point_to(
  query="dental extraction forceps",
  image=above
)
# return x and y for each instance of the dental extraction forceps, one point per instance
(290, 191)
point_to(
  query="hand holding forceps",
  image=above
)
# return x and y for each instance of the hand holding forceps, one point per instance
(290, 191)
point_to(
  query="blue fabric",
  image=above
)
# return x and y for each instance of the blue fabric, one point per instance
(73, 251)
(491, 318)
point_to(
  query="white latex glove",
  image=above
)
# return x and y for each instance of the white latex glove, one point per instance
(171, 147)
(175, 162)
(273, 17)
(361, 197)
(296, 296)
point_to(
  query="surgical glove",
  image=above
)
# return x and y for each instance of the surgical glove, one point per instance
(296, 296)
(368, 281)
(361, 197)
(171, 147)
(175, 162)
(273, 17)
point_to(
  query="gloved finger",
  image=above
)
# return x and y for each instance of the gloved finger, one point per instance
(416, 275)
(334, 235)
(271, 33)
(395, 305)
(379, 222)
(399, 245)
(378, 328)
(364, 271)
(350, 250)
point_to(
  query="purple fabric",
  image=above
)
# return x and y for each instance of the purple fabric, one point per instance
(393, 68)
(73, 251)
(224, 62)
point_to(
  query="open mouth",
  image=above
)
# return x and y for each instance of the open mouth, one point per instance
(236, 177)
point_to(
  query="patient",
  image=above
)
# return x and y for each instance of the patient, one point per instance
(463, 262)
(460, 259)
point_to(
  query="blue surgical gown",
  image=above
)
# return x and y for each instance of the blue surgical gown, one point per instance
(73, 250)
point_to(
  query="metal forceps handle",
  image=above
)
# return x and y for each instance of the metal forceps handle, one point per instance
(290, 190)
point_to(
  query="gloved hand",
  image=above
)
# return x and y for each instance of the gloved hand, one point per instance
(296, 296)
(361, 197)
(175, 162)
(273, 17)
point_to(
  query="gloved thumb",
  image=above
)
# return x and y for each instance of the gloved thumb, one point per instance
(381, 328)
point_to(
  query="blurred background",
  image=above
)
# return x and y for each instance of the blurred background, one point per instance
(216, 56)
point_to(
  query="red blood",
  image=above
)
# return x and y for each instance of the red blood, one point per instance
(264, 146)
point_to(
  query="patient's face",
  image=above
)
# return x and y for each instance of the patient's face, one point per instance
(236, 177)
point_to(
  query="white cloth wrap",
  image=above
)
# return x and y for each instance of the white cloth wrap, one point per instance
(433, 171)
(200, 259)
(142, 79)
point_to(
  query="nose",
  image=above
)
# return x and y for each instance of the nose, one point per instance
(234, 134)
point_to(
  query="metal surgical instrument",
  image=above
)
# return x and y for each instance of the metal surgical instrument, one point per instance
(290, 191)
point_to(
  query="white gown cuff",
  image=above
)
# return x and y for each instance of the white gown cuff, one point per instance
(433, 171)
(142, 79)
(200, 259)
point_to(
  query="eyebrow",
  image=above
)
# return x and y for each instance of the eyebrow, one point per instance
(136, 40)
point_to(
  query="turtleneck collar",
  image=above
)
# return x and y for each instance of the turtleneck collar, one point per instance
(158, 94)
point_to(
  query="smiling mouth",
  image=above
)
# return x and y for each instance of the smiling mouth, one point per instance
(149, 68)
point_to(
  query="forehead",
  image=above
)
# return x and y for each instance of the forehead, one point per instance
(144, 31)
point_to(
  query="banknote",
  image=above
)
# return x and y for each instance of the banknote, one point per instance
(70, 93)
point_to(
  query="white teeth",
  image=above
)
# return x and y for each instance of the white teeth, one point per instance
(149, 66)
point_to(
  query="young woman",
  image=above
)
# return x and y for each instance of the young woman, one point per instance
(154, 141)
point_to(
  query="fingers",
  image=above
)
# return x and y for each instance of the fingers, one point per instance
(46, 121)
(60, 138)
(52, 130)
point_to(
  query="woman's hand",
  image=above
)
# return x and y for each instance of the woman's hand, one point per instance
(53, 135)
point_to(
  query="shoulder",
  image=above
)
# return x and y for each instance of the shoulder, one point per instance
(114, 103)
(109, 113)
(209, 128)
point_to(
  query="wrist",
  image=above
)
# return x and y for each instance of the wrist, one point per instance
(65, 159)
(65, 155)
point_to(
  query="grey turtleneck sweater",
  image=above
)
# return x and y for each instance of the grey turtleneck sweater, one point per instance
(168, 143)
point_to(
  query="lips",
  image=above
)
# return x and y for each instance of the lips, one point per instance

----------

• [EXERCISE]: All of the entries should be written out again exactly.

• [TASK SOLUTION]:
point_to(
  query="dental extraction forceps",
  image=above
)
# return x and y for each instance of the dental extraction forceps, one point per instance
(290, 191)
point_to(
  query="hand holding forceps",
  image=above
)
# return x and y for each instance of the hand holding forceps, one point per instance
(290, 191)
point_to(
  query="blue fabric",
  image=above
)
# return x and y for each instance of the blue fabric, one point per instance
(73, 251)
(491, 318)
point_to(
  query="white latex glove",
  image=above
)
# return x and y for each instance of the white latex glove, one point per instance
(171, 147)
(175, 162)
(273, 17)
(361, 197)
(296, 296)
point_to(
  query="surgical glove",
  image=above
)
# return x and y for each instance of the surgical glove, one point per instance
(296, 296)
(368, 281)
(361, 197)
(171, 147)
(175, 162)
(273, 17)
point_to(
  query="gloved finger",
  image=above
)
# return x and y for each instance of the gloved finger, one point per instance
(416, 275)
(334, 235)
(271, 33)
(395, 305)
(379, 222)
(399, 245)
(378, 328)
(364, 271)
(350, 250)
point_to(
  query="purple fabric",
  image=above
)
# return x and y for each instance of the purple fabric, one point per instance
(393, 68)
(73, 251)
(224, 62)
point_to(
  query="open mouth",
  image=above
)
# return x and y for each instance of the open mouth, one point per instance
(236, 177)
point_to(
  query="patient",
  image=above
)
# return x and y for each instance of the patient, one point per instance
(463, 262)
(460, 259)
point_to(
  query="blue surgical gown",
  image=above
)
# return x and y for each instance of the blue surgical gown, one point per instance
(73, 250)
point_to(
  query="metal forceps handle",
  image=above
)
# return x and y for each instance of the metal forceps handle, one point per instance
(290, 190)
point_to(
  query="gloved hand",
  image=above
)
# return x and y for each instance of the gloved hand, one point per instance
(296, 296)
(361, 197)
(175, 162)
(273, 17)
point_to(
  query="gloved thumb",
  image=above
)
# return x and y for each instance of the gloved thumb, one point per instance
(381, 328)
point_to(
  query="blurred background",
  image=above
)
# return x and y for each instance of the blurred background, one point per instance
(216, 56)
point_to(
  query="red blood",
  image=above
)
# return x and y for each instance of the red blood, one point per instance
(264, 146)
point_to(
  query="patient's face",
  image=above
)
# return x and y for each instance of the patient's face, one point per instance
(236, 177)
point_to(
  query="white cloth wrap",
  image=above
)
# return x and y for each instance of the white cloth wrap, one point per instance
(433, 171)
(200, 259)
(142, 79)
point_to(
  query="nose",
  image=above
)
# return x and y for each instance of the nose, one point per instance
(234, 134)
point_to(
  query="metal surgical instrument",
  image=above
)
# return x and y for each instance of the metal surgical instrument, one point per instance
(290, 191)
point_to(
  query="white gown cuff",
  image=above
)
# return x and y for each instance of the white gown cuff, one point per instance
(433, 171)
(142, 79)
(200, 259)
point_to(
  query="eyebrow",
  image=above
)
# return x and y for each instance of the eyebrow, one point per instance
(136, 40)
point_to(
  query="turtleneck collar",
  image=above
)
# return x and y for each instance of the turtleneck collar, one point per instance
(158, 94)
point_to(
  query="smiling mouth",
  image=above
)
# return x and y for each instance of the smiling mouth, one point per instance
(149, 68)
point_to(
  query="forehead",
  image=above
)
# return x and y for each instance of the forehead, one point per instance
(144, 31)
point_to(
  query="banknote",
  image=above
)
# return x and y for each instance of the banknote, one point per instance
(70, 93)
point_to(
  query="white teeth",
  image=above
)
# return x and y for each instance of the white teeth, one point per instance
(149, 66)
point_to(
  query="young woman",
  image=above
)
# return x and y for each instance of the young woman, one point per instance
(154, 141)
point_to(
  query="fingers",
  image=above
)
# return x and y for each instance of the fingers, one point per instance
(46, 121)
(60, 138)
(52, 130)
point_to(
  query="woman's hand",
  image=above
)
# return x and y for each instance of the woman's hand, one point per instance
(53, 135)
point_to(
  query="shoulder",
  image=above
)
# return x and y for each instance of the shoulder, one point per instance
(114, 103)
(109, 113)
(209, 128)
point_to(
  query="wrist",
  image=above
)
# return x and y for each instance of the wrist, one point per instance
(65, 159)
(65, 155)
point_to(
  query="grey turtleneck sweater",
  image=above
)
# return x and y for each instance of the grey turtleneck sweater, one point per instance
(168, 143)
point_to(
  query="lips",
  image=above
)
# return x and y for each instance of the lips, one point per instance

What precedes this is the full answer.